§ Task to carry out
Substitute "pedestrian" for "person" in the lines between the one holding "If you could place a marker on the person" and the one holding "point(19, 527)", inclusive, and write those lines out again with nothing else changed. Leave the pictures out of your answer.

··· Data rows ···

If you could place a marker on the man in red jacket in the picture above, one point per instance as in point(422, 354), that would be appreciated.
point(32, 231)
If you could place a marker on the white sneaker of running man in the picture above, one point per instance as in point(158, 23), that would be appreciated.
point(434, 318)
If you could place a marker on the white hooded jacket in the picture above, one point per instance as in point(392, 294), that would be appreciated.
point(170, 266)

···
··· Data rows ···

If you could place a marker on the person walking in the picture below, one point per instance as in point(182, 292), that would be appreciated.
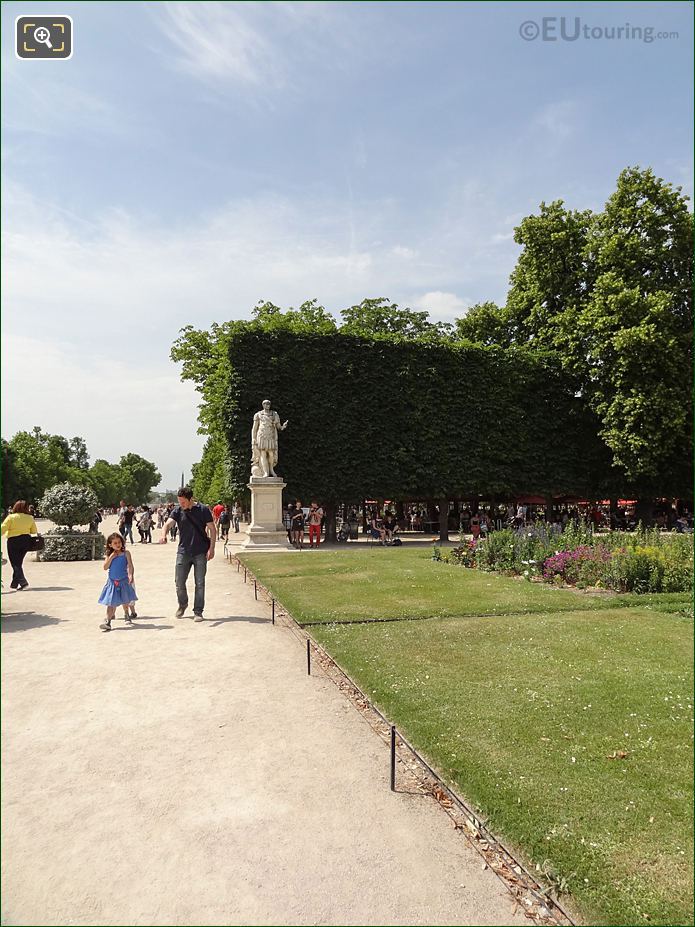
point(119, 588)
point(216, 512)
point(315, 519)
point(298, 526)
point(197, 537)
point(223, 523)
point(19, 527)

···

§ Answer in full
If you could place a marker on the pedestrian walking in the picture below, one point per instance as in point(182, 292), that would be appreciated.
point(119, 588)
point(216, 512)
point(315, 519)
point(298, 526)
point(197, 537)
point(223, 523)
point(19, 527)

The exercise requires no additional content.